• **EXERCISE REQUIREMENTS**: Render the records below as a two-column CSV with the header instruction,points and one row per record. Put each record's text in the first field and its answer in the second, quoting every field and replacing line breaks with spaces.

════════════════════

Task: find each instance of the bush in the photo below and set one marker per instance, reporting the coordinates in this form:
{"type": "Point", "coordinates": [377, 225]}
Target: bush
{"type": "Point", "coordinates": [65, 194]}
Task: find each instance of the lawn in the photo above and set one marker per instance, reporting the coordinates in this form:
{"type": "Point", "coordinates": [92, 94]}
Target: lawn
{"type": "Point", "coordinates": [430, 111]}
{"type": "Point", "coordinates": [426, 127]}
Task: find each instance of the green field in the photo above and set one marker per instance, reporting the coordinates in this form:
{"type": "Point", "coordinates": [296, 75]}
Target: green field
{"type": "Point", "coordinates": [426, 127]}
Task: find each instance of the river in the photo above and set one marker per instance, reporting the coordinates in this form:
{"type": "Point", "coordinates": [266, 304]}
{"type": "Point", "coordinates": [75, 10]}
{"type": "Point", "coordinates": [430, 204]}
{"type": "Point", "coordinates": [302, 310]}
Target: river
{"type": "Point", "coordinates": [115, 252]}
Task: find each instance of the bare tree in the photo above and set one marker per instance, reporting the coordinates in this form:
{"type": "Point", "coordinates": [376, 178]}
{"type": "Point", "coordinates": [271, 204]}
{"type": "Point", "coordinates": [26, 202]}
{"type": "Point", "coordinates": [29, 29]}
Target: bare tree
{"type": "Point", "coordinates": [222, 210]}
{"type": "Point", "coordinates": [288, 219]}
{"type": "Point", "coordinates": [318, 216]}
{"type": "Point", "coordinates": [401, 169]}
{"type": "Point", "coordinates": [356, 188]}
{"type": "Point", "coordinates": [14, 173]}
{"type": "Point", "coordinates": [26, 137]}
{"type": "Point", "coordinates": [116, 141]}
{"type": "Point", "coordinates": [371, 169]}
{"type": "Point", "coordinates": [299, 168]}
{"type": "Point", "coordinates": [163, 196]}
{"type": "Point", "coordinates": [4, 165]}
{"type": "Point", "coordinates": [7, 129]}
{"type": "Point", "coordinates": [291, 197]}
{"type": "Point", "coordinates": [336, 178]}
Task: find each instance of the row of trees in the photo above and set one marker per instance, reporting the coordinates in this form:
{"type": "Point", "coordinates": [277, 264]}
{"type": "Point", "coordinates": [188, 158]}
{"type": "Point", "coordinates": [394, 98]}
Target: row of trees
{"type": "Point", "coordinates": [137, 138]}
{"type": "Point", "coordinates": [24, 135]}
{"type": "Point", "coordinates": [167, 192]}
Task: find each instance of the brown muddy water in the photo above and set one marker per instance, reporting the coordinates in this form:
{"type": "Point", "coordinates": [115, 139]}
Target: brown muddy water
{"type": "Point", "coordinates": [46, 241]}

════════════════════

• **ANSWER FOR THE TASK**:
instruction,points
"Task: find each instance of the bush in the photo below and set one marker per instance, reporting the coordinates in this form: {""type"": ""Point"", ""coordinates"": [377, 225]} Target: bush","{""type"": ""Point"", ""coordinates"": [65, 194]}"
"Task: find each instance of the lawn in the photo above and set one marker per instance, reporting the coordinates in this form: {""type"": ""Point"", ""coordinates"": [92, 94]} Target: lawn","{""type"": ""Point"", ""coordinates"": [430, 111]} {""type"": ""Point"", ""coordinates"": [426, 127]}"
"Task: find each instance of the green field in the photo above and set one marker per instance, reporting the coordinates in this form: {""type"": ""Point"", ""coordinates"": [296, 75]} Target: green field","{""type"": ""Point"", ""coordinates"": [426, 127]}"
"Task: find each instance of the river in the photo above and set one marker per instance, reporting the coordinates in this form: {""type"": ""Point"", ""coordinates"": [266, 304]} {""type"": ""Point"", ""coordinates"": [75, 10]} {""type"": ""Point"", ""coordinates"": [430, 204]} {""type"": ""Point"", ""coordinates"": [302, 310]} Target: river","{""type"": ""Point"", ""coordinates"": [115, 252]}"
"Task: find each instance of the bare tree in the photo above and set one marker per instance, reporting the coordinates in this form: {""type"": ""Point"", ""coordinates"": [376, 178]} {""type"": ""Point"", ""coordinates"": [271, 204]} {""type"": ""Point"", ""coordinates"": [26, 202]} {""type"": ""Point"", ""coordinates"": [29, 29]} Target: bare tree","{""type"": ""Point"", ""coordinates"": [222, 210]} {""type"": ""Point"", ""coordinates"": [288, 219]} {""type"": ""Point"", ""coordinates"": [318, 216]} {""type"": ""Point"", ""coordinates"": [401, 169]} {""type"": ""Point"", ""coordinates"": [356, 188]} {""type"": ""Point"", ""coordinates"": [14, 173]} {""type"": ""Point"", ""coordinates"": [26, 137]} {""type"": ""Point"", ""coordinates"": [116, 141]} {""type"": ""Point"", ""coordinates"": [371, 169]} {""type"": ""Point"", ""coordinates"": [299, 168]} {""type"": ""Point"", ""coordinates"": [163, 196]} {""type"": ""Point"", ""coordinates"": [4, 165]} {""type"": ""Point"", ""coordinates"": [7, 129]} {""type"": ""Point"", ""coordinates"": [291, 197]} {""type"": ""Point"", ""coordinates"": [336, 178]}"
"Task: find each instance of the row of trees in the photo above and set one marker per instance, reporting the coordinates in this form: {""type"": ""Point"", ""coordinates"": [277, 264]} {""type"": ""Point"", ""coordinates"": [188, 158]} {""type"": ""Point"", ""coordinates"": [394, 98]} Target: row of trees","{""type"": ""Point"", ""coordinates"": [137, 138]} {""type"": ""Point"", ""coordinates"": [24, 135]} {""type"": ""Point"", ""coordinates"": [167, 192]}"
"Task: find each instance of the brown muddy water in the photo above and set one marker per instance, reporting the coordinates in this form: {""type"": ""Point"", ""coordinates"": [115, 139]} Target: brown muddy water","{""type"": ""Point"", ""coordinates"": [46, 241]}"